# The task
Images are to be dropped, and the rest of the data reproduced exactly.

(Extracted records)

++++

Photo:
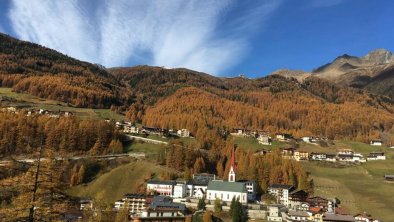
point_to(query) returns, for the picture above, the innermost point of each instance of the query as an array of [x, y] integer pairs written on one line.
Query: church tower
[[233, 167]]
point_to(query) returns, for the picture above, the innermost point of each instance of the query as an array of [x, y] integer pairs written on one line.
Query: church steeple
[[233, 167]]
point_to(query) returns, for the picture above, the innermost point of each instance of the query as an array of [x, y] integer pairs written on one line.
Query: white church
[[226, 190]]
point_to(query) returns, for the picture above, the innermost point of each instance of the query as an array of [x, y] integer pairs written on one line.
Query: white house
[[281, 192], [134, 202], [274, 214], [131, 129], [264, 139], [294, 215], [226, 191], [164, 188], [238, 132], [318, 156], [183, 133], [376, 143], [179, 190], [376, 156]]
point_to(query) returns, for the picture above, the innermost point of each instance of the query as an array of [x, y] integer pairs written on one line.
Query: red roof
[[233, 159]]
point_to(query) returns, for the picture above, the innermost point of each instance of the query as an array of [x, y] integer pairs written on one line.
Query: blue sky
[[226, 38]]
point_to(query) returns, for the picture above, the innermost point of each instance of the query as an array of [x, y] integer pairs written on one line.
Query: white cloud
[[323, 3], [207, 35]]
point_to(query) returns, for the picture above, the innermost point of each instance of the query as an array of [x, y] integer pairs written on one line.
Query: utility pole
[[31, 210]]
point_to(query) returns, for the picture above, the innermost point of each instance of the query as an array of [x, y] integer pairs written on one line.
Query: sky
[[223, 38]]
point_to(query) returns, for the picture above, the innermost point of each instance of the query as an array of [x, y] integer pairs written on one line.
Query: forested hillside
[[180, 97], [43, 72]]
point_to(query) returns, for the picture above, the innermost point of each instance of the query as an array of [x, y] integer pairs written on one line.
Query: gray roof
[[338, 217], [280, 186], [298, 213], [219, 185], [171, 182]]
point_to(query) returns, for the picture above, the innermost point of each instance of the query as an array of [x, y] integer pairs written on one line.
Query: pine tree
[[217, 206], [201, 204]]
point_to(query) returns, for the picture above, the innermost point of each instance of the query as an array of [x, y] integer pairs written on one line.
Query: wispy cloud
[[323, 3], [206, 35]]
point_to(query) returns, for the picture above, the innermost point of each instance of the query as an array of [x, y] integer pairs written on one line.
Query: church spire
[[233, 167]]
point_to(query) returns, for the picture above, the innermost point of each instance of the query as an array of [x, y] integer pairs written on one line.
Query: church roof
[[219, 185], [233, 160]]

++++

# The answer
Photo:
point_to(query) returns, for the picture above, the innermost point of each instance of the query as an array of [x, y] integer pairs written on one line.
Query: church tower
[[233, 167]]
point_to(query) returns, for the picture above, the innermost point of each instance of the query as an array of [x, y] integer pairs written on one line.
Query: church steeple
[[233, 167]]
point_to(query) returns, for the picture above, the innermost point of each instance of the query as an array of [x, y] integer pairs written on one line.
Query: white church
[[226, 190]]
point_to(query) returns, for the picture above, the innermost point of each instance of the query as an array of [x, y] integer pairs written on one line.
Query: white house
[[281, 192], [134, 202], [274, 214], [131, 129], [264, 139], [294, 215], [226, 191], [164, 188], [238, 132], [318, 156], [183, 133], [376, 143], [179, 190], [376, 156]]
point_to(query) returns, for the picture above, the innermost point of each instance of the query as an array of [x, y] integer pairs written on one line.
Query: red roof
[[233, 159]]
point_to(query) returns, for the picture above, the innermost point of each instance of the query as an array of [x, y] integer pairs written on one line.
Query: blue sky
[[226, 38]]
point_to(query) returns, for the picture above, the innermost point of each instance of the query as an array of [x, y] integer pairs written on one line.
Query: white cloud
[[323, 3], [207, 35]]
point_to(query) returns, for the picture above, the innermost point of each instance of the query as an array of [x, y] integer pairs written on one line.
Query: utility pole
[[31, 210]]
point_to(query) returns, for the picture above, the innermost point of each instance of the query as an array of [x, y] integer pairs written on one line.
Query: sky
[[223, 38]]
point_to(query) returns, for the picture above, the innermost point of each instance of the query as an array of [x, y] integer pairs written on one line.
Query: forested hillside
[[180, 97], [43, 72]]
point_to(query) returns, for the picture above, the innermost point of each instance of the query as an array of [x, y] integer pairs written on one line.
Query: gray roof
[[338, 217], [280, 186], [298, 213], [219, 185], [171, 182]]
point_to(query) returns, for the picture above, the innermost point of each instance of the query as an array of [x, y] integer pairs written on one line.
Query: pine tree
[[217, 206], [201, 204]]
point_to(query) returns, for the picture above, the innermost point of each instance of the query as an array of [x, y] integer pairs written on one line.
Query: wispy cloud
[[323, 3], [206, 35]]
point_to(query) returns, for the picture above, the innermost point of each instance of the query as an array of [x, y] integer pairs written on one line.
Query: church spire
[[233, 167]]
point_to(query) returns, for the picture above, the innermost point of each instance of the query as an array of [x, y] integer pairs written on one line.
Query: church roof
[[219, 185], [233, 160]]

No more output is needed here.